### EXERCISE AIM
Within the entries below, find the portion that opens with the line containing "Exercise. Find the metal" and closes with the line containing "Exercise. Find the person in blue". Retype that portion exactly and only.

◆ ◆ ◆ ◆

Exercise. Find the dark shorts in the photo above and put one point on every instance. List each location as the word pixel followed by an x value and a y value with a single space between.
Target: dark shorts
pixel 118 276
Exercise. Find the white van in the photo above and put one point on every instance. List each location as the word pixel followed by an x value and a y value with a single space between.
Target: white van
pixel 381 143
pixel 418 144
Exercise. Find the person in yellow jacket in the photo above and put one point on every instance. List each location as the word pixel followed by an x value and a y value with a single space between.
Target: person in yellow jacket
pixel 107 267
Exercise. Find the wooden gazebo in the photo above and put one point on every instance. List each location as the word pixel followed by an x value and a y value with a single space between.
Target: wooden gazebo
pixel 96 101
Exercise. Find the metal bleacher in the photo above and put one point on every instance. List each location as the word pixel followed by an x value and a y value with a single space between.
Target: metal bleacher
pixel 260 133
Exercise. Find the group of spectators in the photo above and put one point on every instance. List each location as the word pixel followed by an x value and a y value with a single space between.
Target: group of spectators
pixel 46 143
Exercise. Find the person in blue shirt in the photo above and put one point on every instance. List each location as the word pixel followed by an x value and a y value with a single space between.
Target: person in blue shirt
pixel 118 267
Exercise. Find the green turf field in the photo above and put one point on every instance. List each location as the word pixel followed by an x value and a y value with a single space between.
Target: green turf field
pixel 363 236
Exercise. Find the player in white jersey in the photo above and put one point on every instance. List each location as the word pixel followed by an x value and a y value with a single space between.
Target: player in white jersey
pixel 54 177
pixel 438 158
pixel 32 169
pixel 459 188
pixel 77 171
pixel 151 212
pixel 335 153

◆ ◆ ◆ ◆

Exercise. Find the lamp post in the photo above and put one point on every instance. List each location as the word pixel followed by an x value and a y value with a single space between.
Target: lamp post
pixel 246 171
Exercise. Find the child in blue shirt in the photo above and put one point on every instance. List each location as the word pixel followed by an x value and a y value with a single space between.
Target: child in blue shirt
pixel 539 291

◆ ◆ ◆ ◆

### OUTPUT BELOW
Exercise. Find the metal bleacher in the photo above and put one point on every instance. List each location as the word pixel followed by an x value and a y value with a single space between.
Target: metal bleacher
pixel 260 133
Exercise. Find the group of spectators in the photo above and put one point on every instance. List each location as the word pixel followed by an x value and a y value with a single space between.
Target: group of spectators
pixel 46 143
Exercise. Find the person in blue shirt in the photo above and put one point on every instance. List each location as the word pixel followed by an x value and a y value with a single space between.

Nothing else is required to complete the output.